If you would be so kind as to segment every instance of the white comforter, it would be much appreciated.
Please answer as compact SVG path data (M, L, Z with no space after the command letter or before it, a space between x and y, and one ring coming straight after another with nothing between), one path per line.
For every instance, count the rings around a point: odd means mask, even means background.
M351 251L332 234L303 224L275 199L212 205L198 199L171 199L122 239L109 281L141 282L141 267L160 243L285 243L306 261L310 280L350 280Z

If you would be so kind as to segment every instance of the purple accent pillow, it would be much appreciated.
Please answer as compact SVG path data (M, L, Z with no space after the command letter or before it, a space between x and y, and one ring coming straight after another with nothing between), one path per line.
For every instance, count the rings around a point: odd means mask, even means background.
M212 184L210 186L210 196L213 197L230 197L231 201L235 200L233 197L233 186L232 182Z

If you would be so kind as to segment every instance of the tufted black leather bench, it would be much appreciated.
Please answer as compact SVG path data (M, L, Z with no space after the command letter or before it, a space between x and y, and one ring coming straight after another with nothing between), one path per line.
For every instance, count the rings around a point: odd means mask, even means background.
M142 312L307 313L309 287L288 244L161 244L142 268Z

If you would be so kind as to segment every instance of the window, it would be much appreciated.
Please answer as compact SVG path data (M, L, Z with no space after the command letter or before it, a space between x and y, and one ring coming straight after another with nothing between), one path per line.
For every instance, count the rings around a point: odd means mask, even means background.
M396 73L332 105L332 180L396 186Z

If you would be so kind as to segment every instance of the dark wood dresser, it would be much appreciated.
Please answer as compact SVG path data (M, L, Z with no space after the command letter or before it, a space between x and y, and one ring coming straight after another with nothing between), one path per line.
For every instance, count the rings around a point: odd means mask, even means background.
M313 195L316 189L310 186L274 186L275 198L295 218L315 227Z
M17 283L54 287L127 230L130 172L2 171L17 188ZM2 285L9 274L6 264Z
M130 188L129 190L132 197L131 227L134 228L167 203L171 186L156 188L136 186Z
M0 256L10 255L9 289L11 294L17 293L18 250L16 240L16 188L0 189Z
================================
简短练习: 从上方材料中挑出所有含有字符串“would”的行，并逐行照抄。

完整答案:
If you would be so kind as to segment every instance of the white comforter, it would be much appreciated.
If you would be so kind as to segment every instance of the purple accent pillow, it would be much appreciated.
If you would be so kind as to segment every instance of the tufted black leather bench, it would be much appreciated.
If you would be so kind as to segment every instance of the window, it would be much appreciated.
If you would be so kind as to segment every instance of the dark wood dresser, it would be much appreciated.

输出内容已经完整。